- [Extrait choisi]

::::::

Illustration : Sandrine Kiberlain et Michel Galabru dans Le petit Nicolas (Laurent Tirard, 2009)

 

 

[1] Stendhal, Le Rouge et le Noir, Chapitre 6,  1830

[2] Stendhal, Le Rouge et le Noir, Chapitre 6,  1830

[3] Stendhal, Le Rouge et le Noir, Chapitre 6,  1830

[4] Molière, Le Bourgeois Gentilhomme, Acte II, scène 4, 1670

[5] Gustave Flaubert, Madame Bovary, 1857

[6] Raymond Queneau, Zazie dans le métro, 1959

Qui sont les pires beaux-parents de la littérature classique ?

On ne choisit pas ses parents, on ne choisit pas sa famille… On ne choisit pas non plus ses beaux-parents ! Petit tour d’horizon des beaux-parents les plus pénibles de la littérature classique française…

La belle-mère qui préférait l’ancienne : Mme Pernelle dans Tartuffe et Mme Bovary mère chez Flaubert

Mme Pernelle, mère d’Orgon et grand-mère de Mariane et Damis, dans Tartuffe, est également la belle-mère de la jeune et coquette Elmire, deuxième épouse d’Orgon. A la fois tyrannique et extrêmement critique, Mme Pernelle  use sans vergogne de son statut de matriarche pour juger sévèrement la conduite de chacun des membres de la famille et s’immiscer dans l’éducation de ses petits-enfants. Rien d’étonnant à ce qu’Orgon ait pu rechercher auprès de Tartuffe le « soutien » que sa mère ne lui offrait pas.

::::::

Entrées de données:
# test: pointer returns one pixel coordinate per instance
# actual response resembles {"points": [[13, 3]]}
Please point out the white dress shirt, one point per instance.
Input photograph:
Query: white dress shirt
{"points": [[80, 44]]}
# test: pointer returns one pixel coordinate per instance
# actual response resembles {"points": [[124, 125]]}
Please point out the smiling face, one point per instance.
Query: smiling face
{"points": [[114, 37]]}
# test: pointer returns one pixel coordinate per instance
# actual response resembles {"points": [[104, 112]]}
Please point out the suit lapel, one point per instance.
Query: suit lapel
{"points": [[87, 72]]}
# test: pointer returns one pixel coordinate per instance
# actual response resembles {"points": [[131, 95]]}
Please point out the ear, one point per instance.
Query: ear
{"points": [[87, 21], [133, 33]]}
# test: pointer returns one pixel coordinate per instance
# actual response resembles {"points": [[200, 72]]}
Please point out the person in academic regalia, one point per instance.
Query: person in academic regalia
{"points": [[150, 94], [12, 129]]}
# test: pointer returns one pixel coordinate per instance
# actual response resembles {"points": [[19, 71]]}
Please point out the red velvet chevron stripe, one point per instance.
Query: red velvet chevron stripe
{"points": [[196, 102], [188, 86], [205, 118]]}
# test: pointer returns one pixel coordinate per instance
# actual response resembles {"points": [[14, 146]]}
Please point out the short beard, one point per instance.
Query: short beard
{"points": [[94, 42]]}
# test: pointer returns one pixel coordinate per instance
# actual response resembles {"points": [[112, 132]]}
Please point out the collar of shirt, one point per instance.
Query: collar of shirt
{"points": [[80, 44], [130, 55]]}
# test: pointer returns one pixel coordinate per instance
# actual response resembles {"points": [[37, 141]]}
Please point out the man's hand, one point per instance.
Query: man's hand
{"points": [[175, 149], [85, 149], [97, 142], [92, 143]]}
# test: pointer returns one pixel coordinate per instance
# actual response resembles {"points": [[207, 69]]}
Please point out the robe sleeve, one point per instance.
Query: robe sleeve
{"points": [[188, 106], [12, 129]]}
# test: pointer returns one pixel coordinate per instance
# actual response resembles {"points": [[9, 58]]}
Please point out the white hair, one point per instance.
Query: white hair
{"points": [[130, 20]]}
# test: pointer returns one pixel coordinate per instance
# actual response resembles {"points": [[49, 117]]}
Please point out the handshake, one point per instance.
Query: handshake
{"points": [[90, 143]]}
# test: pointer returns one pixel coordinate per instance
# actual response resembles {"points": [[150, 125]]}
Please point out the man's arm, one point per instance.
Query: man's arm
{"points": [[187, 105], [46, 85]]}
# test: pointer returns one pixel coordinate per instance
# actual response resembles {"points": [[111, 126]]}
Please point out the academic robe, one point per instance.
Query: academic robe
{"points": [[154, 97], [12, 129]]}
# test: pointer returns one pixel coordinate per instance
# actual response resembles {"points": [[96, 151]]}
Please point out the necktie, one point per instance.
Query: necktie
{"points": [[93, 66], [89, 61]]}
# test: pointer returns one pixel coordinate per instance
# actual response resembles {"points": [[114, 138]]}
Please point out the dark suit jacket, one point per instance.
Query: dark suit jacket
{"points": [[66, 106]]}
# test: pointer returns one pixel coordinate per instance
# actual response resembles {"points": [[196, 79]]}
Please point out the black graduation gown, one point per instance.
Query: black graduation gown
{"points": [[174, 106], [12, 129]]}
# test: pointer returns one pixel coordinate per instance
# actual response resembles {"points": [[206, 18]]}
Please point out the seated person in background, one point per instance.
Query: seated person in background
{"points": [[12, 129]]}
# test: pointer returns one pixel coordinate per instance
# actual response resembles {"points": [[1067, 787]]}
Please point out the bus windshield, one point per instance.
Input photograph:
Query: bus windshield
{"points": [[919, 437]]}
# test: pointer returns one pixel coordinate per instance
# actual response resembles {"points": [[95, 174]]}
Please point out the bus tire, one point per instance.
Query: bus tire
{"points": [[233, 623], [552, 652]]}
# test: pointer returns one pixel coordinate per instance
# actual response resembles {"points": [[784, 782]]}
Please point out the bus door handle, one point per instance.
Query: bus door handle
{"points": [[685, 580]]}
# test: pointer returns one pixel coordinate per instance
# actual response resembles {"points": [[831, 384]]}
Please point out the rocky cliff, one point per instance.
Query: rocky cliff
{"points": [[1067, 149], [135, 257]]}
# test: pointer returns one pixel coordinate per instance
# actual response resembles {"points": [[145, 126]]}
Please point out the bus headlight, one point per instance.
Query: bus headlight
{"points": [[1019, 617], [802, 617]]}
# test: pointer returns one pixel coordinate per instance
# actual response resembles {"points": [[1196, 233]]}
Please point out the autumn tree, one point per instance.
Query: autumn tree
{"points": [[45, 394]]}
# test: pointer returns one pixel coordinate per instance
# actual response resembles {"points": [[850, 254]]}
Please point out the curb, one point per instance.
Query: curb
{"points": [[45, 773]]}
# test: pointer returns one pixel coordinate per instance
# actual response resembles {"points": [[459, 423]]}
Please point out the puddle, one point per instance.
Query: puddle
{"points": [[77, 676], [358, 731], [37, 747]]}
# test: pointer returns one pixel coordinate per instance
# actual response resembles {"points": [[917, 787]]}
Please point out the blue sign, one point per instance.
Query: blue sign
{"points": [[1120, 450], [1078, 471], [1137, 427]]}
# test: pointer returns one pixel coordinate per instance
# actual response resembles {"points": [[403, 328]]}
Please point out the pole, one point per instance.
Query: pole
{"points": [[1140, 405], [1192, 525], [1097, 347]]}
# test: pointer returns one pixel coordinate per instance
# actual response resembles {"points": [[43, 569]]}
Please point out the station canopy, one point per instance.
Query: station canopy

::::::

- [Consignes]
#1 Réécrivez plus brièvement, sous forme de liste, le paragraphe du texte sur les beaux-parents qui commence par « Mme Pernelle, mère d'Orgon », en gardant ses faits essentiels.
#2 Recopiez à l'identique le passage du texte sur les beaux-parents qui va de « On ne choisit pas ses » à « lui offrait pas. ».
#3 Énumérez tous les auteurs nommés dans les notes numérotées de [1] à [6] du texte sur les beaux-parents, sans répéter un même nom.

- [Corrigés]
#1
- Mme Pernelle, dans Tartuffe, est la mère d'Orgon et la grand-mère de Mariane et Damis.
- Elle est aussi la belle-mère d'Elmire, jeune et coquette seconde épouse d'Orgon.
- Tyrannique et très critique, elle se sert de son statut de matriarche pour juger sévèrement chaque membre de la famille.
- Elle s'immisce dans l'éducation de ses petits-enfants.
- Orgon a donc pu chercher auprès de Tartuffe le « soutien » que sa mère ne lui donnait pas.

#2
On ne choisit pas ses parents, on ne choisit pas sa famille… On ne choisit pas non plus ses beaux-parents ! Petit tour d’horizon des beaux-parents les plus pénibles de la littérature classique française…

La belle-mère qui préférait l’ancienne : Mme Pernelle dans Tartuffe et Mme Bovary mère chez Flaubert

Mme Pernelle, mère d’Orgon et grand-mère de Mariane et Damis, dans Tartuffe, est également la belle-mère de la jeune et coquette Elmire, deuxième épouse d’Orgon. A la fois tyrannique et extrêmement critique, Mme Pernelle  use sans vergogne de son statut de matriarche pour juger sévèrement la conduite de chacun des membres de la famille et s’immiscer dans l’éducation de ses petits-enfants. Rien d’étonnant à ce qu’Orgon ait pu rechercher auprès de Tartuffe le « soutien » que sa mère ne lui offrait pas.

#3
- Stendhal
- Molière
- Gustave Flaubert
- Raymond Queneau